> WORK INSTRUCTIONS
a) Please answer these questions on the pool kiosk story, one line each:
(i) What did the kiosk actually sell?
(ii) What name did the kiosk give its largest size?
(iii) Whom did the narrator say the kiosk's location suited, and why?
b) Pick up the pool kiosk story after its last sentence and carry it forward.

> ARTICLE
** Start **

What attracted our attention though was not the beach, for that was still carefully hidden behind high marble walls, nor the toilets (no sign of them at all yet), but a small but really inviting wooden kiosk with a cosy terrace where chairs and tables were grouped under large beach umbrellas and fake palm trees. A few guests were chitchatting away while waiting to be served. A beach store of some sorts, surely. Not a bad place for a first well deserved rest and drink, and, giving the promotion posters with ladies in bikinis a first quick glance from a distance, they seemed to sell swimming gear. What else could it be, in front of the pool’s entrance, right? Well, let me just tell you what was on the menu card. All products were really only one and the same item but available in multiple sizes, and just as in Starbucks, they called small ‘tall’, tall ‘large’ and large ‘grande’. The only difference was that they didn’t sell beverage here, but silicon breast implants.
That was awkward, especially because a waitress (or whatever they are called in a place like this) just came to our table to take the order, or at least explain the options. But my son wasn’t looking for bigger breasts -after all, he is still growing- nor was I. How to get out of this situation? “Do you do take-aways as well? With those practical cup-holders, please.” I didn’t ask, but surely considered it. Take it from me, the best way to safe yourself is to take it like a MAN: gracefully rise up from your chair, straighten your back, push your shoulders back, breath in deep and high and allow your by now proudly forwards pointing chest to expand -as big as you can. And that’s how we left. Once again I had a lot to explain to Asher but I left it by the marketing perspective that this was a hotspot location for them. Mums are waiting while their child is swimming, then what else would you do, as mum? I’m not sure whether it really explained his questions, but I left it at that anyway because I felt many eyes burning on my back. Time to move on.

** End **

> DATASET SECTION
** Start **

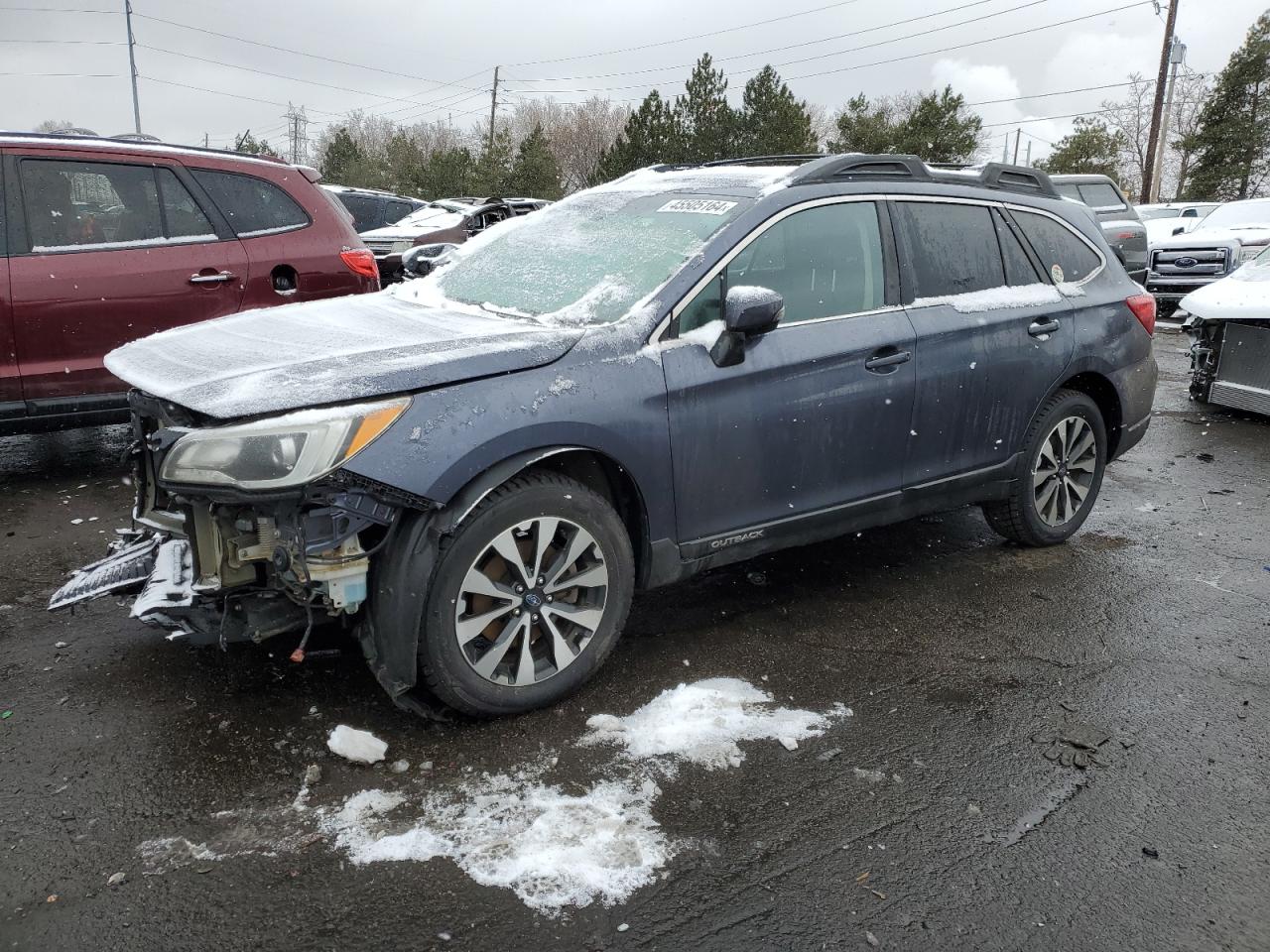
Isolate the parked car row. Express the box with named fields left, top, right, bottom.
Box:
left=0, top=133, right=380, bottom=432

** End **

> ANSWERS TO THE TASKS
a)
(i) Silicon breast implants.
(ii) Grande.
(iii) Mums, because they wait there while their child is swimming.

b)
We left our ‘beach shop’, forgot about swimming and headed straight for the gents (no ladies would follow us there now, would they?) but instead, stumbled into the female side of the family while passing a nearby shop. Cold air had moved them to the next store and then the next and all that was left of their idea of shopping for summer clothing was but a frozen fossil from warmer times long gone. The indoor temperatures had turned against them and they were looking quite pale. They were trying on winter coats now, three at the same time.
They decided to call it a day, to which I reluctantly agreed. It may surprise you, but I thought this day was not all that unsuccessful. For one, it did give me something to write about (although, let me be honest, I may be wrong on a detail or two), but above all, I was quite sure they wouldn’t dare to plan another shopping trip anytime soon. What more could I hope for, really? Now let’s get the car.